- **Work instruction**:
Find where "e.g. [[157, 42]]" appears in the entries below. That line and all lines after it, through the last, are to be duplicated exactly, with nothing else.

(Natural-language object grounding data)

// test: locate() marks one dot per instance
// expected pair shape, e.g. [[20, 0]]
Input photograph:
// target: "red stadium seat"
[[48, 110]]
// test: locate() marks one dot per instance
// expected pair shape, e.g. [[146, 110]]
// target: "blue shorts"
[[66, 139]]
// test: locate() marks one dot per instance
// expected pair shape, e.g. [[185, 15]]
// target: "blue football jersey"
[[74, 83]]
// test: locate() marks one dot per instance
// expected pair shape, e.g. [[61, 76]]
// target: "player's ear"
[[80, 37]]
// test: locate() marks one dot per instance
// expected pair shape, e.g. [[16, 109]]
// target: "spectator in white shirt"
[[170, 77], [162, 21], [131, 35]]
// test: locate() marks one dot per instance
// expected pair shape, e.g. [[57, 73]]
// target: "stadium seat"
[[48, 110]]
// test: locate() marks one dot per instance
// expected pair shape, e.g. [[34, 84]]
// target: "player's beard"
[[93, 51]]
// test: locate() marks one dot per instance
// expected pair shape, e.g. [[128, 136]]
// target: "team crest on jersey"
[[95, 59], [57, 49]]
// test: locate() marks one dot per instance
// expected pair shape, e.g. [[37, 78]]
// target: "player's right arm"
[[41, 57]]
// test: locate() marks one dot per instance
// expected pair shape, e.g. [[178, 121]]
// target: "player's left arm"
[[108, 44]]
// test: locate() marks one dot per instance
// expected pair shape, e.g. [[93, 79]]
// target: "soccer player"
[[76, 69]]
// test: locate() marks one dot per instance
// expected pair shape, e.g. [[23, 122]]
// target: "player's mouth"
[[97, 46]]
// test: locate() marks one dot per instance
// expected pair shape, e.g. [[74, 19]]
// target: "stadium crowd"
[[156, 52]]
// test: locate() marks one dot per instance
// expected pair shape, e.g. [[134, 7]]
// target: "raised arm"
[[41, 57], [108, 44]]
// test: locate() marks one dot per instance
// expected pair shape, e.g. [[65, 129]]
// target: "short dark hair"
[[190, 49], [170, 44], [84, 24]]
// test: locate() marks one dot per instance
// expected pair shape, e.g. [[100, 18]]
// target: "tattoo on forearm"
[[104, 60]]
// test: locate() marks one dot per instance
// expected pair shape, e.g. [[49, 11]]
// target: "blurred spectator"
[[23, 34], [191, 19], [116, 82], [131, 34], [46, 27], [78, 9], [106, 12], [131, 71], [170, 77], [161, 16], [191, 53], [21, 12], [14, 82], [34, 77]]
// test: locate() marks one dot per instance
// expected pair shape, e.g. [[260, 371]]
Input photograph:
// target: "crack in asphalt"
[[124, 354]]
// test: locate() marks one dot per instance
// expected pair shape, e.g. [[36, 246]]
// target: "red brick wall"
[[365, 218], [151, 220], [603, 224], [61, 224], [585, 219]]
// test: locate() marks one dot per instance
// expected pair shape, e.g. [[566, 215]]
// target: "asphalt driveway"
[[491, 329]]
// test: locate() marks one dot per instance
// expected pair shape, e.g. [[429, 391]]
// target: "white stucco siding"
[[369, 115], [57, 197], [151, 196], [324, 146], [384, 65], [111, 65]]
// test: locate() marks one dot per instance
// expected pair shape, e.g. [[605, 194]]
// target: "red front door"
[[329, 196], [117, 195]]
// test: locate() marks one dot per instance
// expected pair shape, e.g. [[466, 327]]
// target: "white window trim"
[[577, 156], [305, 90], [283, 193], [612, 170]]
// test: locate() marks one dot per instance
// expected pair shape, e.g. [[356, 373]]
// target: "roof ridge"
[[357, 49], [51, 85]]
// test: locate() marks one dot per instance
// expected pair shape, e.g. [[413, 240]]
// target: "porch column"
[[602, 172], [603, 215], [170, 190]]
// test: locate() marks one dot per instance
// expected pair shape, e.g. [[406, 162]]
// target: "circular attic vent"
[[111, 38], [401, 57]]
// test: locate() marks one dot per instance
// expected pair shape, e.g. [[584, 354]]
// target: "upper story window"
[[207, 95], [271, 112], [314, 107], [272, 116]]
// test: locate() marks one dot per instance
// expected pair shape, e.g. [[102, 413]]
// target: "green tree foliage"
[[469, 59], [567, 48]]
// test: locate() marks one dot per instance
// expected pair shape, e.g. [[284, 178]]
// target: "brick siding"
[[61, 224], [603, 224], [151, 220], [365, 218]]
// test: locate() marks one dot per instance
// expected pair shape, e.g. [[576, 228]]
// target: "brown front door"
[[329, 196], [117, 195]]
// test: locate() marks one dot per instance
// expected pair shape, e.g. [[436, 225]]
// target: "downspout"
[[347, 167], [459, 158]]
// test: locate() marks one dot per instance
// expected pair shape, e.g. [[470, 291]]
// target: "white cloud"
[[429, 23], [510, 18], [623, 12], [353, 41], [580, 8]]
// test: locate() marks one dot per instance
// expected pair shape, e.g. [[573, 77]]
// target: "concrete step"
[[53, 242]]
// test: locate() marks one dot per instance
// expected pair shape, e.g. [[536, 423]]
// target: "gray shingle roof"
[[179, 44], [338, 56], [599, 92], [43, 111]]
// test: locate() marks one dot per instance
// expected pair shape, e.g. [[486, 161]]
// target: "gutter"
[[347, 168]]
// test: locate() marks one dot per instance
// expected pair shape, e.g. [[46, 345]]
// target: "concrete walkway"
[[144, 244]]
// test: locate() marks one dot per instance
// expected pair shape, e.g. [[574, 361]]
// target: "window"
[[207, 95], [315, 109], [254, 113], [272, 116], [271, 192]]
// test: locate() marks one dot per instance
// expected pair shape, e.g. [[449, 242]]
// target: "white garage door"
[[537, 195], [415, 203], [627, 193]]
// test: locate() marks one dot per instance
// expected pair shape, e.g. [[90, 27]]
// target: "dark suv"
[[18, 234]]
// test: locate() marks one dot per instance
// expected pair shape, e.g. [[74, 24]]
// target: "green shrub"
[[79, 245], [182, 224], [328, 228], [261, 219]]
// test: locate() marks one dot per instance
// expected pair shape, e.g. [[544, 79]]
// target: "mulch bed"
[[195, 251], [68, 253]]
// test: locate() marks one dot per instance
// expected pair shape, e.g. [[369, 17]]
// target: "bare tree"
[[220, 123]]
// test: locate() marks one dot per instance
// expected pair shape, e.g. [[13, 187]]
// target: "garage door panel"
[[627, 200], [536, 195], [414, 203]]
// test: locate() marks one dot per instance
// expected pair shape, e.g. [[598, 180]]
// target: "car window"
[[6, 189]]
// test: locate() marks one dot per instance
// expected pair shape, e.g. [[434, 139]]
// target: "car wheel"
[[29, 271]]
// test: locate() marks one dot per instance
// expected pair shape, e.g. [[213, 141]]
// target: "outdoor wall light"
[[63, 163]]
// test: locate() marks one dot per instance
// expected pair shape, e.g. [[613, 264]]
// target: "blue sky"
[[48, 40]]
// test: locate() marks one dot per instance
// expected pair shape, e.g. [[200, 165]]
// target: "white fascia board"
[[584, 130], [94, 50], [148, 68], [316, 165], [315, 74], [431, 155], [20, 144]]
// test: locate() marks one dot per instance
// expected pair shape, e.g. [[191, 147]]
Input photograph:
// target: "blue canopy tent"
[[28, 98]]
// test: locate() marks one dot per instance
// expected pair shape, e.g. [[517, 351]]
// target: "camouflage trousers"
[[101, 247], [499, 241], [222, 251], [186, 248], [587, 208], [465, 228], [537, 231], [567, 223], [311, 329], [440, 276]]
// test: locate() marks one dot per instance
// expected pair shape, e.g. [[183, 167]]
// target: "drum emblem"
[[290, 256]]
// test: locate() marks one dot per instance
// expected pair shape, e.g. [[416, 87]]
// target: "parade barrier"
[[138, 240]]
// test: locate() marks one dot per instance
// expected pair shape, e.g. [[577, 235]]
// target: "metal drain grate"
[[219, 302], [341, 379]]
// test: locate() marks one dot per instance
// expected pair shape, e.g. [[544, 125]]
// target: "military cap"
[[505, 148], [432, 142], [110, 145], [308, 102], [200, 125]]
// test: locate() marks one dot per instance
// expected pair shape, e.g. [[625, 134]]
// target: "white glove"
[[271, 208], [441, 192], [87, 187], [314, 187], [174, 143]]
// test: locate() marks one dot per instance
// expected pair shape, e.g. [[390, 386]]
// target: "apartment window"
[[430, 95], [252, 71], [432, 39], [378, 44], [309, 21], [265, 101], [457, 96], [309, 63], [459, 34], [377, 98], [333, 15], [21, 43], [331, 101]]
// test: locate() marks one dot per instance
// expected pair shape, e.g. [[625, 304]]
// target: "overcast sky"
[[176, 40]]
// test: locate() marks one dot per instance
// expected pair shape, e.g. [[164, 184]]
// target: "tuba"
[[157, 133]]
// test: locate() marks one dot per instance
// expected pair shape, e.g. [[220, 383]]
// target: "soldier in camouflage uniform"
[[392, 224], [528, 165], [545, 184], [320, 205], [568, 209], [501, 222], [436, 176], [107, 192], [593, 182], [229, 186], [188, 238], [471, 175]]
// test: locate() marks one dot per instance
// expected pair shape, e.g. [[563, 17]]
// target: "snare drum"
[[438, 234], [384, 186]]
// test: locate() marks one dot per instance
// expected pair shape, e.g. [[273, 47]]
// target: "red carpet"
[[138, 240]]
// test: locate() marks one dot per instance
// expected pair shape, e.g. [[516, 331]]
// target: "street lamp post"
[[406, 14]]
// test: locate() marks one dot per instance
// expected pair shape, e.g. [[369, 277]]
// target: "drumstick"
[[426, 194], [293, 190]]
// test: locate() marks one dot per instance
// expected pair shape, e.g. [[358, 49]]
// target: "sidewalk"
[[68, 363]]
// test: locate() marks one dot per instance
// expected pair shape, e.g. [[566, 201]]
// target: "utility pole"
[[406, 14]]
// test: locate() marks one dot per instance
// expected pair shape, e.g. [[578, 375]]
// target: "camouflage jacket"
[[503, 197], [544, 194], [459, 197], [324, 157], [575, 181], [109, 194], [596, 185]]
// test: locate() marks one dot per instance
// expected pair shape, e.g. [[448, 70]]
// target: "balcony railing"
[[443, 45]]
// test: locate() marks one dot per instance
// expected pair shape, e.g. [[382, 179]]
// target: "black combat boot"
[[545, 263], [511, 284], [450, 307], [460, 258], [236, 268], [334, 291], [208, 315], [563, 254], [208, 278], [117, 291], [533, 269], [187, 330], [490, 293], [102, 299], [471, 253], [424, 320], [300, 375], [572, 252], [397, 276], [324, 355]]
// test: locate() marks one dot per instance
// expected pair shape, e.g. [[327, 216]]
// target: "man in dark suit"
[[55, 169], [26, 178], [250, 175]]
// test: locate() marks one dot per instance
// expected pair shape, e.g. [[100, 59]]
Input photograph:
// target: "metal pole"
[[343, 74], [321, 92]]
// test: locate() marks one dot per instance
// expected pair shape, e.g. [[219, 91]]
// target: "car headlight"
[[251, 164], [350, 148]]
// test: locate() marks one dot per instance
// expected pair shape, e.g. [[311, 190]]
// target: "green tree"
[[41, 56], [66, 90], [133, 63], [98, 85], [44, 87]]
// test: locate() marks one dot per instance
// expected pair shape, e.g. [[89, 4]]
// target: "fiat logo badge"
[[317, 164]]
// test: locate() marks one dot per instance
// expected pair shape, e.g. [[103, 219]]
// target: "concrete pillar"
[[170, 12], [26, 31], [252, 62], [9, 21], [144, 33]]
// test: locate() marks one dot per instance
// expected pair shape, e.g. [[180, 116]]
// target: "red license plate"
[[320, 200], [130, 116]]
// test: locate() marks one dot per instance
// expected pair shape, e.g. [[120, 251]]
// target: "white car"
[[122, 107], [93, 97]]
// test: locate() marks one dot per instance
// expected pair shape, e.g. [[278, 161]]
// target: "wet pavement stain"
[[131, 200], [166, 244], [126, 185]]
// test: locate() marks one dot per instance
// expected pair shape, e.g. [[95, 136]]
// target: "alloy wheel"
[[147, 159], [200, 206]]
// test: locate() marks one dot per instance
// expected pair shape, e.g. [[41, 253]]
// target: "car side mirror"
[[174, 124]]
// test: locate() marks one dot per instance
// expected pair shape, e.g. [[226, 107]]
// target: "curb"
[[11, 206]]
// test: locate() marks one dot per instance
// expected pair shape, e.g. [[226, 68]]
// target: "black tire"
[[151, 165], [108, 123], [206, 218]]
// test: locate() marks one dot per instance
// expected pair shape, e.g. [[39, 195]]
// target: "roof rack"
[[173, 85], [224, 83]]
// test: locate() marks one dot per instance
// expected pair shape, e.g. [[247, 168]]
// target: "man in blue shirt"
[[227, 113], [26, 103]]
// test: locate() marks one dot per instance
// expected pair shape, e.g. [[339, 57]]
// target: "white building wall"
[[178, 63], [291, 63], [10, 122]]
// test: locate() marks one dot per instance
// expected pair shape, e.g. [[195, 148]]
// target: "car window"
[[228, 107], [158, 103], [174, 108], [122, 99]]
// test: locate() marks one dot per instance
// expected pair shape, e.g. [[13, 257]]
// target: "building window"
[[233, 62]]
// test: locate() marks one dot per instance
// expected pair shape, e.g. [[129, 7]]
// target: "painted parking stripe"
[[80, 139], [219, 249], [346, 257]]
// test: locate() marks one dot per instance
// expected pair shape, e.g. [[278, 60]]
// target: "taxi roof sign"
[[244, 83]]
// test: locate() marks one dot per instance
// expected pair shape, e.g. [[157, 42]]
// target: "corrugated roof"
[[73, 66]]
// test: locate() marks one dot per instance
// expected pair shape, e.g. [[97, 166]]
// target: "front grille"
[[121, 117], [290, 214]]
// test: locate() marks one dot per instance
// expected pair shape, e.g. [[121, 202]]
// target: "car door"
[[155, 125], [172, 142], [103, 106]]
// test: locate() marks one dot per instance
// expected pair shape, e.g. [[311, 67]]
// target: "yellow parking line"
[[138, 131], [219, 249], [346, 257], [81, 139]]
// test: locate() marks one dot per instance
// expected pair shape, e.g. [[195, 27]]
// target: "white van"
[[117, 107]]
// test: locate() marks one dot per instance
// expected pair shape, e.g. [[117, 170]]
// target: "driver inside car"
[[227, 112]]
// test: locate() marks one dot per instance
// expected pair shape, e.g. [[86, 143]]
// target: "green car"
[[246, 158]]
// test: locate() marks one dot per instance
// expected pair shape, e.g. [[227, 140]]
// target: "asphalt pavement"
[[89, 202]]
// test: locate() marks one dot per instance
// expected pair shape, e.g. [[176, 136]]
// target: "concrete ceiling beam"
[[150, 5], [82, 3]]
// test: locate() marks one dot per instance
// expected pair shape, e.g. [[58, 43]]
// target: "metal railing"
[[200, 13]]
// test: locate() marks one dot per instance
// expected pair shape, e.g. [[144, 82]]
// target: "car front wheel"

- **Response area**:
// expected pair shape, e.g. [[157, 42]]
// target: "corrugated roof"
[[73, 66]]
// test: locate() marks one dot per instance
// expected pair shape, e.g. [[97, 166]]
// target: "front grille"
[[121, 117], [290, 214]]
// test: locate() marks one dot per instance
// expected pair shape, e.g. [[121, 202]]
// target: "car door"
[[155, 125], [172, 142], [103, 106]]
// test: locate() marks one dot per instance
// expected pair shape, e.g. [[311, 67]]
// target: "yellow parking line"
[[138, 131], [219, 249], [346, 257], [81, 139]]
// test: locate() marks one dot per instance
// expected pair shape, e.g. [[195, 27]]
// target: "white van"
[[117, 107]]
// test: locate() marks one dot per instance
// expected pair shape, e.g. [[117, 170]]
// target: "driver inside car"
[[227, 112]]
// test: locate() marks one dot per instance
// expected pair shape, e.g. [[86, 143]]
// target: "green car"
[[246, 158]]
// test: locate() marks one dot per instance
// expected pair shape, e.g. [[227, 140]]
// target: "asphalt pavement"
[[89, 202]]
// test: locate() marks one dot per instance
// expected pair shape, e.g. [[176, 136]]
// target: "concrete ceiling beam"
[[150, 5], [82, 3]]
// test: locate() marks one dot per instance
// expected pair shape, e.g. [[58, 43]]
// target: "metal railing"
[[200, 13]]
// test: locate() marks one dot per instance
// expected pair shape, e.g. [[144, 82]]
// target: "car front wheel"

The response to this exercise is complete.